(Stored data entries)
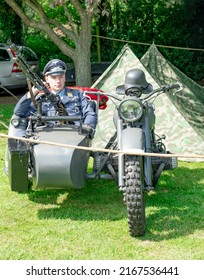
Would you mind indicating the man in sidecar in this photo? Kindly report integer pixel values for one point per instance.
(74, 101)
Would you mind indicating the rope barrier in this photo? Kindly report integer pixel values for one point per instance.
(148, 44)
(93, 149)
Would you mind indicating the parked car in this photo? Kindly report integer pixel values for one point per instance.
(11, 76)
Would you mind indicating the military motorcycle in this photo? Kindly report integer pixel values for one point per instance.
(47, 166)
(134, 172)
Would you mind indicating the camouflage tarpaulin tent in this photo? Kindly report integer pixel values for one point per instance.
(186, 129)
(183, 136)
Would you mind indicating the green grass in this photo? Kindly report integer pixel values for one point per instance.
(92, 224)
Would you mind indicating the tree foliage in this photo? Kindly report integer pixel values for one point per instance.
(68, 24)
(10, 24)
(63, 28)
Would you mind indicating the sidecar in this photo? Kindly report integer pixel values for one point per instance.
(50, 166)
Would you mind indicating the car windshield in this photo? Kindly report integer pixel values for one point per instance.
(28, 54)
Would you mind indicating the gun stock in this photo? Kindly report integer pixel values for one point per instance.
(36, 80)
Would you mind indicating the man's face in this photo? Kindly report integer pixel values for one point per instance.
(56, 83)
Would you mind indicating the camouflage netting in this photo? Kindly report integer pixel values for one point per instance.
(180, 117)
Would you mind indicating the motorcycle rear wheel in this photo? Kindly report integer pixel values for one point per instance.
(134, 195)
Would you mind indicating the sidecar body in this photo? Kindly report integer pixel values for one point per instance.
(46, 165)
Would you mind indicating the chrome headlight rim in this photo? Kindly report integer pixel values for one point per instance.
(15, 121)
(134, 116)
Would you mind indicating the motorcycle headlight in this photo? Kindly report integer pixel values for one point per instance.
(130, 110)
(15, 121)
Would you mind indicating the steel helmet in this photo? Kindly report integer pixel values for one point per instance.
(55, 67)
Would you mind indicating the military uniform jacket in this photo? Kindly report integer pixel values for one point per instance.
(75, 102)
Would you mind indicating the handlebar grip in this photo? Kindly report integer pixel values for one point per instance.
(172, 86)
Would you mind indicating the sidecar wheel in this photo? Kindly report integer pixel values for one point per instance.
(134, 195)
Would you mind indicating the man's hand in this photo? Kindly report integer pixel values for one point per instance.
(87, 129)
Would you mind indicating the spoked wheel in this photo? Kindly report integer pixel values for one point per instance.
(134, 195)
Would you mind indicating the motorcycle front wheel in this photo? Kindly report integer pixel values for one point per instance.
(134, 195)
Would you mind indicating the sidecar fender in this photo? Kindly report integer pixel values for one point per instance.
(132, 139)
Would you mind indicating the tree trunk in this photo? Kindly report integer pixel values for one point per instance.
(83, 65)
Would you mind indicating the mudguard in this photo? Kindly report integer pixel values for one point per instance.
(59, 167)
(132, 139)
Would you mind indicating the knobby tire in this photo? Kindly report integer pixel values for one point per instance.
(134, 196)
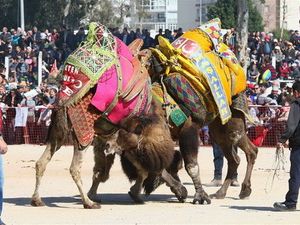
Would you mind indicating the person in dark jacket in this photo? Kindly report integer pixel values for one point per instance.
(292, 133)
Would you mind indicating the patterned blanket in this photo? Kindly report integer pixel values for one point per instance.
(122, 83)
(207, 64)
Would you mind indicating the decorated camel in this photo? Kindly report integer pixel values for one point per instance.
(82, 110)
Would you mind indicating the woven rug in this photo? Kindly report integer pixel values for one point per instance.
(86, 64)
(82, 118)
(183, 93)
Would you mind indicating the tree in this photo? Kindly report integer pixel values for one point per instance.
(227, 11)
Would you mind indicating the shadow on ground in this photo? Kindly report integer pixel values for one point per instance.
(106, 199)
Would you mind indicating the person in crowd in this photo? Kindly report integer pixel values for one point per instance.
(289, 52)
(267, 65)
(294, 71)
(160, 33)
(284, 70)
(292, 134)
(218, 166)
(277, 54)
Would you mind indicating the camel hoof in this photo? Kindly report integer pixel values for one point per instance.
(181, 194)
(37, 202)
(92, 206)
(245, 191)
(94, 197)
(217, 196)
(136, 198)
(201, 199)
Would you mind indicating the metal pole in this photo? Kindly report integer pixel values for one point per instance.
(40, 69)
(6, 61)
(22, 14)
(166, 12)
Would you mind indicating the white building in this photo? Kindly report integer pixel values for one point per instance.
(191, 13)
(153, 14)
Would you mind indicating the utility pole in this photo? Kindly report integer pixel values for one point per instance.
(200, 12)
(283, 17)
(22, 14)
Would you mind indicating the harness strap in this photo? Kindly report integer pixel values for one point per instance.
(119, 90)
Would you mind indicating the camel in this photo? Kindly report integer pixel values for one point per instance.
(77, 118)
(229, 137)
(146, 149)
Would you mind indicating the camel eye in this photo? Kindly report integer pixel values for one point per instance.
(138, 130)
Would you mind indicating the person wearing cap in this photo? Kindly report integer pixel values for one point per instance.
(278, 57)
(289, 52)
(295, 71)
(284, 70)
(292, 134)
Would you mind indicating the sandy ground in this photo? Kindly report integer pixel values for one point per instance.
(64, 206)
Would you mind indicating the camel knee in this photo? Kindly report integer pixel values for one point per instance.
(75, 173)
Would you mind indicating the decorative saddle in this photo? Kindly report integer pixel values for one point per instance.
(117, 74)
(207, 67)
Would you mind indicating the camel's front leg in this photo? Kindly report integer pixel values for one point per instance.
(233, 161)
(40, 168)
(101, 168)
(189, 143)
(136, 189)
(75, 170)
(176, 187)
(251, 152)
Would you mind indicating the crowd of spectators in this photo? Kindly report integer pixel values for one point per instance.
(280, 58)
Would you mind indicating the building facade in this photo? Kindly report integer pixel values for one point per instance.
(153, 14)
(192, 13)
(278, 13)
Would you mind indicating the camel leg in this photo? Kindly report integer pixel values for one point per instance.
(75, 171)
(251, 153)
(136, 189)
(103, 164)
(233, 161)
(40, 168)
(176, 187)
(189, 143)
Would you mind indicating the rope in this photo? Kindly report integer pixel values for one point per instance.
(277, 167)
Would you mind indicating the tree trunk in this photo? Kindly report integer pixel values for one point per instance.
(242, 32)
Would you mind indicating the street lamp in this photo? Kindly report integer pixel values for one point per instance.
(22, 15)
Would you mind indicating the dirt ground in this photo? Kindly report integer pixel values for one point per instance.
(63, 205)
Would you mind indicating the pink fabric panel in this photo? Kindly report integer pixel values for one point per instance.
(107, 87)
(123, 50)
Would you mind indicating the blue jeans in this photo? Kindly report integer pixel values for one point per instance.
(294, 181)
(218, 162)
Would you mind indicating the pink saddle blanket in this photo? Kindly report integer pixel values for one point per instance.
(108, 83)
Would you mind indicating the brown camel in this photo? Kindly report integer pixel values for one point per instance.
(146, 149)
(228, 136)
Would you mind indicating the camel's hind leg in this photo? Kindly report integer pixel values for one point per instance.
(75, 170)
(251, 153)
(235, 131)
(40, 168)
(233, 161)
(189, 143)
(101, 168)
(142, 174)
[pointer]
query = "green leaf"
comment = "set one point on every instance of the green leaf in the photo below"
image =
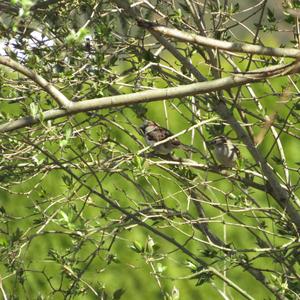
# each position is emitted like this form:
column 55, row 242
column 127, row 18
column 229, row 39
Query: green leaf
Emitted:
column 137, row 247
column 118, row 294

**Exercise brief:** In your copy, include no pictures, but reproduce all records exactly.

**Output for this exercise:**
Would you mind indicating the man in sidecar in this photo? Kindly report integer pixel values for one point per instance.
(74, 101)
Would you mind indicating the rope barrier in this photo? Kindly report integer pixel values for one point per instance.
(148, 44)
(93, 149)
Would you mind indicating the parked car in this photo? Kindly report integer pixel values for one point per instance.
(11, 76)
Would you mind indicating the military motorcycle in this photo? Kindly report integer pixel values for one point per instance.
(47, 166)
(134, 172)
Would you mind indicating the camouflage tarpaulin tent in this photo? Kindly report integer pixel values for one point per instance.
(186, 129)
(183, 136)
Would you mind indicating the green grass in this photo? Kindly report integer pixel values for one point per instance.
(92, 224)
Would you mind indicating the tree foliage in this photo? Kindly report integer pixel values for one point per instance.
(68, 24)
(10, 24)
(63, 28)
Would you mind indicating the sidecar in this photo? Kindly report integer pixel values for one point per instance.
(50, 166)
Would you mind indicating the car windshield in this photo? Kindly report integer pixel values for one point per instance.
(28, 54)
Would you mind indicating the gun stock in this photo? Kindly report integer pixel values for one point per instance.
(36, 80)
Would you mind indicating the man's face in this photo? Kindly report integer pixel values for one point per instance.
(56, 83)
Would you mind indicating the camouflage netting in this photo? Kindly report integer pixel values for one point per instance.
(180, 117)
Would you mind indicating the motorcycle rear wheel in this photo? Kindly report integer pixel values for one point per instance.
(134, 195)
Would you mind indicating the sidecar body in this photo? Kindly report integer pixel values for one point per instance.
(46, 165)
Would you mind indicating the chrome headlight rim in this photo? Kindly report integer pixel values for one point per instance.
(15, 121)
(134, 116)
Would you mind indicating the motorcycle headlight in this photo? Kindly report integer pixel values for one point per instance.
(130, 110)
(15, 121)
Would you mind indicating the steel helmet in this photo? Kindly report integer pixel values for one point per instance.
(55, 67)
Would you mind indicating the military uniform jacket in this photo? Kindly report integer pixel values for one point per instance.
(75, 102)
Would you mind indicating the handlebar grip in this photo? Kindly report integer pixel values for one point per instance.
(172, 86)
Would you mind indicating the sidecar wheel in this photo? Kindly report integer pixel values for one point per instance.
(134, 195)
Would you mind indicating the man's hand in this photo? Kindly report integer pixel values for one point per instance.
(87, 129)
Would you mind indicating the spoked wheel in this photo? Kindly report integer pixel values for one point per instance.
(134, 195)
Would you mind indicating the motorcycle front wheel in this photo? Kindly report integer pixel values for one point per instance.
(134, 195)
Would you mind indicating the sidecar fender in this photo? Kindly report integer pixel values for one point per instance.
(132, 139)
Would you mind indicating the tree trunk in this photo? Kindly report integer pixel values for one point per instance.
(83, 65)
Would you mind indicating the mudguard in this photo? Kindly report integer pixel values for one point per instance.
(59, 167)
(132, 139)
Would you mind indicating the knobby tire in this photo? Kindly report integer pixel values for one point per instance.
(134, 196)
Would you mind indicating the person in dark jacket in this photo? Kindly report integer pixel values for one point per instance.
(292, 133)
Would you mind indicating the patterned blanket in this photo? Kindly report integer pixel values for one point per instance.
(122, 83)
(207, 64)
Would you mind indicating the decorated camel in this photo? Kindly report integer pixel values for one point per instance.
(82, 110)
Would you mind indicating the woven rug in this photo? Kindly report integer pixel values for one point per instance.
(86, 64)
(82, 118)
(183, 93)
Would you mind indicating the tree in this photo? Kindly report integer pixel values for one point per instance.
(227, 11)
Would you mind indicating the shadow on ground in this photo? Kindly report integer pixel values for one point per instance.
(106, 199)
Would you mind indicating the person in crowd in this photo? Kindly report integer pixel values for one point per instance.
(289, 52)
(267, 65)
(294, 71)
(160, 33)
(284, 70)
(292, 134)
(218, 166)
(277, 54)
Would you mind indicating the camel hoof in this photo? Kindly report integer pixel values for one point per instance.
(181, 194)
(37, 202)
(92, 206)
(245, 191)
(94, 197)
(217, 196)
(136, 198)
(201, 199)
Would you mind indicating the metal pole in this photo? Kindly report integer pixel values for one point per instance.
(40, 69)
(6, 61)
(22, 14)
(166, 12)
Would you mind indicating the white building in this photo? Kindly report integer pixel values for one point per instance.
(191, 13)
(153, 14)
Would you mind indicating the utility pole in this photo? Kindly report integer pixel values for one point per instance.
(200, 12)
(283, 17)
(22, 14)
Would you mind indicating the harness strap in this photo? Kindly report integer pixel values for one point per instance.
(119, 90)
Would you mind indicating the camel in this photo? Kindly report integer pixel values for one point per instance.
(77, 118)
(229, 137)
(146, 149)
Would you mind indicating the camel eye in this photo? Kindly report integer pixel values for one point per instance.
(138, 130)
Would you mind indicating the person wearing cap in this photo? Kindly report integer pixel values for one point per instance.
(278, 57)
(289, 52)
(295, 71)
(284, 70)
(292, 134)
Would you mind indicating the sandy ground in this photo? Kindly report integer pixel values for one point per instance.
(64, 206)
Would you mind indicating the camel knee in this photo? Kindly report integer pixel values for one point per instance.
(75, 173)
Would you mind indicating the decorative saddle in this photo? Kindly report integer pixel values for one point per instance.
(117, 74)
(207, 67)
Would you mind indicating the camel's front leg in this photo? Kindly report integer pixel values for one point per instance.
(233, 161)
(40, 168)
(101, 168)
(189, 143)
(136, 189)
(75, 170)
(176, 187)
(251, 152)
Would you mind indicating the crowd of spectators in this photo? Kindly report integer pixel values for one point per instance.
(280, 58)
Would you mind indicating the building facade in this photo? Kindly report integer pixel values for one point per instance.
(153, 14)
(192, 13)
(278, 13)
Would you mind indicating the camel leg in this photo? Kindly report integer pixel values for one point per instance.
(75, 171)
(251, 153)
(136, 189)
(103, 164)
(233, 161)
(40, 168)
(176, 187)
(189, 143)
Would you mind indicating the rope in this photo? Kindly report integer pixel values for one point per instance.
(277, 167)
Would you mind indicating the tree trunk in this photo? Kindly report integer pixel values for one point per instance.
(242, 32)
Would you mind indicating the street lamp in this photo? Kindly report integer pixel values for one point per instance.
(22, 15)
Would you mind indicating the dirt ground in this photo? Kindly report integer pixel values for one point per instance.
(63, 205)
Would you mind indicating the pink fabric panel in this photo? Kindly report integer pixel values for one point per instance.
(107, 87)
(123, 50)
Would you mind indicating the blue jeans in this photo? Kindly report integer pixel values for one point per instance.
(294, 181)
(218, 162)
Would you mind indicating the pink saddle blanket in this photo? Kindly report integer pixel values for one point per instance.
(108, 83)
Would you mind indicating the brown camel in this photo? Kindly report integer pixel values for one point per instance.
(146, 149)
(228, 136)
Would you mind indicating the camel's hind leg in this photo? Kindly report integer pixel values for one point per instance.
(75, 170)
(251, 153)
(235, 131)
(40, 168)
(233, 161)
(189, 143)
(101, 168)
(142, 174)
[pointer]
query = "green leaf"
comment = "set one point on every instance of the green leaf in the photo below"
image =
# each position is emitted like this form:
column 55, row 242
column 127, row 18
column 229, row 39
Query: green leaf
Emitted:
column 137, row 247
column 118, row 294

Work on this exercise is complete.